▶ [About this exercise]: Using the material below, return exactly the lines between the one holding "Target: football player with number 33" and the one holding "Target: green grass field", inclusive, and no others.
(Provided information Opens)
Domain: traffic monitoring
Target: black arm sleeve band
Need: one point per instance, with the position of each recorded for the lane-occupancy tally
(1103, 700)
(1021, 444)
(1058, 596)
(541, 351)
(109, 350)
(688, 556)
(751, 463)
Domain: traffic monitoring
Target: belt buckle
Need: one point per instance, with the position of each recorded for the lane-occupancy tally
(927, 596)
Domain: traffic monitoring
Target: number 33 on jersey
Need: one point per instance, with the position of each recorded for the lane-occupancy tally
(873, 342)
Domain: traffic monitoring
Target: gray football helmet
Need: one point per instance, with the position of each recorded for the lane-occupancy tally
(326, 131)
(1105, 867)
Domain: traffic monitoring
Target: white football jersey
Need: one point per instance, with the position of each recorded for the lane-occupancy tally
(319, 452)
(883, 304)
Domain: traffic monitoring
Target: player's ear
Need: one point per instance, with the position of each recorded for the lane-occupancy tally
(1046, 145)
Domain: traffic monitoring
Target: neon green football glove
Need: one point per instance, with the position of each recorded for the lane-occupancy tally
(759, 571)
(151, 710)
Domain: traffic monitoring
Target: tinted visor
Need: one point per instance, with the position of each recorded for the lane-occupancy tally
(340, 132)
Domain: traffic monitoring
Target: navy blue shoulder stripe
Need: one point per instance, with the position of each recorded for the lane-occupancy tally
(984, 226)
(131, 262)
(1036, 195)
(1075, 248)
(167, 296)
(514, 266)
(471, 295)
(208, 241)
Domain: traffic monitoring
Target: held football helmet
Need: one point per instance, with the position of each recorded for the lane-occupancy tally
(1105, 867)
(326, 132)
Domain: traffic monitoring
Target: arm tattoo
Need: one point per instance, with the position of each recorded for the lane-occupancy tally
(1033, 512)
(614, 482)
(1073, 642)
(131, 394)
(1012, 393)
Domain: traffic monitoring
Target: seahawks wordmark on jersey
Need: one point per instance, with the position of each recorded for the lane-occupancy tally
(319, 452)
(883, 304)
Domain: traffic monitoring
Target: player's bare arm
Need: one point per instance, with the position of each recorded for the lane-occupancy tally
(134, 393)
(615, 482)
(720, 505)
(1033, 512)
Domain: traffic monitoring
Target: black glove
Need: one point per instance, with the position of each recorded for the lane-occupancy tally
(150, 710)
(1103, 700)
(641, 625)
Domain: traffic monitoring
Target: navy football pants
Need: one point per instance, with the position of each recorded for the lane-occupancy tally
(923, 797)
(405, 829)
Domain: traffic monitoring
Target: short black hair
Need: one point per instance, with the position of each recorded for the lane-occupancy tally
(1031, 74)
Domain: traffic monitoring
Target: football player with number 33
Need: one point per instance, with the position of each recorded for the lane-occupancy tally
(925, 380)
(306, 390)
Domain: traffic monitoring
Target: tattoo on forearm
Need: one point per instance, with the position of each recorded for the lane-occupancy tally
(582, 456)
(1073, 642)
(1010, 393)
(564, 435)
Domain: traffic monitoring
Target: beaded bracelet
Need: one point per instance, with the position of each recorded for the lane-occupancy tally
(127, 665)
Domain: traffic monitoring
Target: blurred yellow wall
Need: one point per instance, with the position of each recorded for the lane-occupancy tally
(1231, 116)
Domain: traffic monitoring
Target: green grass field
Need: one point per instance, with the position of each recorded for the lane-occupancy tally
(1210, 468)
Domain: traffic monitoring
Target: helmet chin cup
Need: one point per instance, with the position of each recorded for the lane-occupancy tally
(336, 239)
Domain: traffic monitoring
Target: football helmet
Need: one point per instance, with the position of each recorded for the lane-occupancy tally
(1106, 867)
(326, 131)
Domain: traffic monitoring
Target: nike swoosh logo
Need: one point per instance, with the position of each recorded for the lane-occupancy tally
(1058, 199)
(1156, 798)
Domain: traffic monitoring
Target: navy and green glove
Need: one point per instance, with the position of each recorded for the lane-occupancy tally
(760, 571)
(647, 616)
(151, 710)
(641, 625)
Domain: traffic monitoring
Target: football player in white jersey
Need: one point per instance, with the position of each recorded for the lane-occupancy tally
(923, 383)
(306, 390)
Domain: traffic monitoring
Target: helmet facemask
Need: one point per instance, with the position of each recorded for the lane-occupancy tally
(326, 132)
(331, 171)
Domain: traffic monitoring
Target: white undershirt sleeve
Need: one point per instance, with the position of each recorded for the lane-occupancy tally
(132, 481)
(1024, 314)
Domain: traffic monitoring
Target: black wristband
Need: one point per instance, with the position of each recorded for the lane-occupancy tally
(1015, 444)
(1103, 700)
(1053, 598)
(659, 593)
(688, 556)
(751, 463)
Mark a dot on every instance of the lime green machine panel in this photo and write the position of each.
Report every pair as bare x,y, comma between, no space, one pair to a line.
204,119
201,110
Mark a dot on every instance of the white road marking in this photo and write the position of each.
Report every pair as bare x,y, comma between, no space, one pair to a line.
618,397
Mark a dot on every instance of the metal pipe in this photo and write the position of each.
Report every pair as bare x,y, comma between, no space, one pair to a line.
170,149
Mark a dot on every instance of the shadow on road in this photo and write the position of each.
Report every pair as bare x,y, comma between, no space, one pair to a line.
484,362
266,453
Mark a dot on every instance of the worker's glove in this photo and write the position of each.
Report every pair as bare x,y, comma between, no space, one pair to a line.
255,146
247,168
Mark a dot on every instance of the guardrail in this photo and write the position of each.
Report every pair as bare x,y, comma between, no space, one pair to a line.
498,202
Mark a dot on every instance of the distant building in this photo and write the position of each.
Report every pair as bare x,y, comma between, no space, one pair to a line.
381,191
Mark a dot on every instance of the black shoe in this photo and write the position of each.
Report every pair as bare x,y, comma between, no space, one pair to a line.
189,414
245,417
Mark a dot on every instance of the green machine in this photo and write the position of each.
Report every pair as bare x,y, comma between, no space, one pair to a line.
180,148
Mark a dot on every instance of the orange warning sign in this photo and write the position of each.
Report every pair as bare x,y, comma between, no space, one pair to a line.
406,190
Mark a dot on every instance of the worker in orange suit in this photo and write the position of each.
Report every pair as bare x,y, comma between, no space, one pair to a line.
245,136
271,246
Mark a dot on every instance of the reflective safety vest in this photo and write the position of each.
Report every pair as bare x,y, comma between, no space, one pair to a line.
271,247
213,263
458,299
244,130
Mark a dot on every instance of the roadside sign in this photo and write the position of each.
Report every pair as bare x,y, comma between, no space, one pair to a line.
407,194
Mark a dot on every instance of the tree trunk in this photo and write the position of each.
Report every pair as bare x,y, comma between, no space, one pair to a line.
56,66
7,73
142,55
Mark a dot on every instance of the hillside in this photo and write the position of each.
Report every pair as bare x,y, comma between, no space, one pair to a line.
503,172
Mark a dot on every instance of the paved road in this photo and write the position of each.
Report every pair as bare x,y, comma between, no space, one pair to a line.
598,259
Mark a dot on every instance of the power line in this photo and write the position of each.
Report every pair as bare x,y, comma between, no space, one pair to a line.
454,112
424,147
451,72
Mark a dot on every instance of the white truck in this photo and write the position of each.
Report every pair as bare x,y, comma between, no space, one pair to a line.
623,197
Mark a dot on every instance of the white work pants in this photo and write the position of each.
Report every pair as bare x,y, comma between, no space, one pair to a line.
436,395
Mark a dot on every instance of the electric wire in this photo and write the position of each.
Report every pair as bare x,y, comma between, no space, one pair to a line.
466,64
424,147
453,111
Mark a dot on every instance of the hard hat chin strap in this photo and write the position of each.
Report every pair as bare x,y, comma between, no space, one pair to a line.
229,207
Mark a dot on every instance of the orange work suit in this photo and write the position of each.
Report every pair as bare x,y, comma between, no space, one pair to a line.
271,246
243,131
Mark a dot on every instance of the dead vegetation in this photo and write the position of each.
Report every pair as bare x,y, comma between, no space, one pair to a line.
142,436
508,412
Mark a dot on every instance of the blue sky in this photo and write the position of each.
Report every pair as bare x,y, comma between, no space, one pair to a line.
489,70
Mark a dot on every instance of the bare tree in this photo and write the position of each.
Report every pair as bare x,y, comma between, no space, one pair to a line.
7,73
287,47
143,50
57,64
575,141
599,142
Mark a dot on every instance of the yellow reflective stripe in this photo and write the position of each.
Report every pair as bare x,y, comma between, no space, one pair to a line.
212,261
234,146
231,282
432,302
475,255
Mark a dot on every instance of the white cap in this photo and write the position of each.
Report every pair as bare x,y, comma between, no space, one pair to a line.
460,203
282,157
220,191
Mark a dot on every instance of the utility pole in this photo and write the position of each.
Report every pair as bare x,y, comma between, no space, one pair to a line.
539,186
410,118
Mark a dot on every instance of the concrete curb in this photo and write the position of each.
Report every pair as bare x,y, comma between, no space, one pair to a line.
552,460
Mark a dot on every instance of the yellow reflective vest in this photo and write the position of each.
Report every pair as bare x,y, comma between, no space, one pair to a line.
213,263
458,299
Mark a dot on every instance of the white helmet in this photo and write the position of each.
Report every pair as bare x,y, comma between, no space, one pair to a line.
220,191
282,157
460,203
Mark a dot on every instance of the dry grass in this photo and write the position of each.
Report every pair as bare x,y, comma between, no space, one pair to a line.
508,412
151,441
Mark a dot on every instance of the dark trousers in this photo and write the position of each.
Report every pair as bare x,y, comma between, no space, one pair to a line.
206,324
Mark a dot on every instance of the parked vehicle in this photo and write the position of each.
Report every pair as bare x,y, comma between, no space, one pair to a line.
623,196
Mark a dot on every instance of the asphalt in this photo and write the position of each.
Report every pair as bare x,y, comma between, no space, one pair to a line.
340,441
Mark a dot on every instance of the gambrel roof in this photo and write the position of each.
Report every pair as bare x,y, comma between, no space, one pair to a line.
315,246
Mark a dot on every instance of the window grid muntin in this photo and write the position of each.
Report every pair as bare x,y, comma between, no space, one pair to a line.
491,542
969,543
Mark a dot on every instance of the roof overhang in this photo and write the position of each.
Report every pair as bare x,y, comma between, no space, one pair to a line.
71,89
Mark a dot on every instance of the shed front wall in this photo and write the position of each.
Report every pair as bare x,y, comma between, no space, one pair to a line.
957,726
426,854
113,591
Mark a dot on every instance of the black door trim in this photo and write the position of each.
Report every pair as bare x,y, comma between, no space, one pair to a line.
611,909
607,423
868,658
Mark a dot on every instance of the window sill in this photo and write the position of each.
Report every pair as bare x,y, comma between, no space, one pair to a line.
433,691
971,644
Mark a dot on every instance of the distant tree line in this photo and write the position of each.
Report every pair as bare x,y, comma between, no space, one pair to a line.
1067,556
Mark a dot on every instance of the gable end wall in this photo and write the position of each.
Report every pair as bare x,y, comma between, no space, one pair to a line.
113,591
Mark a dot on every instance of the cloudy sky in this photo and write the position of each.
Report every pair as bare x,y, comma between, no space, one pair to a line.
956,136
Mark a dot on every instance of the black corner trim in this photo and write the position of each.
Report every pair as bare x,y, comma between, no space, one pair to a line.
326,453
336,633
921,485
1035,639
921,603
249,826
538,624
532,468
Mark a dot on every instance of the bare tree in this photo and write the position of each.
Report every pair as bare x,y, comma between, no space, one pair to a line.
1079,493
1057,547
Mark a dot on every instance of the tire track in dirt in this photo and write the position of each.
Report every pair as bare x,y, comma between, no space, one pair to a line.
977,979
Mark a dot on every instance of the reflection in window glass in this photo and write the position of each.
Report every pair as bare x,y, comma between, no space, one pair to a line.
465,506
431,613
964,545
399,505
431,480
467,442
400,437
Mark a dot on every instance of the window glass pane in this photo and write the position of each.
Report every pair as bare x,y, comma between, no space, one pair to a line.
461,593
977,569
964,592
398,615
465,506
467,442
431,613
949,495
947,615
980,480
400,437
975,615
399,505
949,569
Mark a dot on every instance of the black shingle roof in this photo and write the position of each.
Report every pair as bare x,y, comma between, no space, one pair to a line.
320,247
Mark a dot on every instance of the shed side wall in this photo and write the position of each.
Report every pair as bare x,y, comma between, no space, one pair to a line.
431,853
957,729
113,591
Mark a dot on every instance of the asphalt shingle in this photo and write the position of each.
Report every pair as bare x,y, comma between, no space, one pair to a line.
(Provided information Closes)
▶ [Solved exercise]:
Target: football player with number 33
Need: one point per instance, with the position of each recorded for the lane-occupancy tally
(925, 380)
(306, 390)
Domain: traffic monitoring
Target: tattoo on forearm
Need: one point per instance, with the position of each recorded for the lane-occupancy tally
(582, 456)
(1073, 642)
(1010, 393)
(564, 435)
Domain: traffic monitoring
Target: beaded bracelet
Need: one point per instance, with the position of each recorded for the lane-occupancy tally
(127, 665)
Domain: traffic monitoring
Target: blurred yellow wall
Need: one point per instance, with the position of each recorded for the lane-occupancy tally
(1231, 116)
Domain: traffic monitoring
Target: green grass field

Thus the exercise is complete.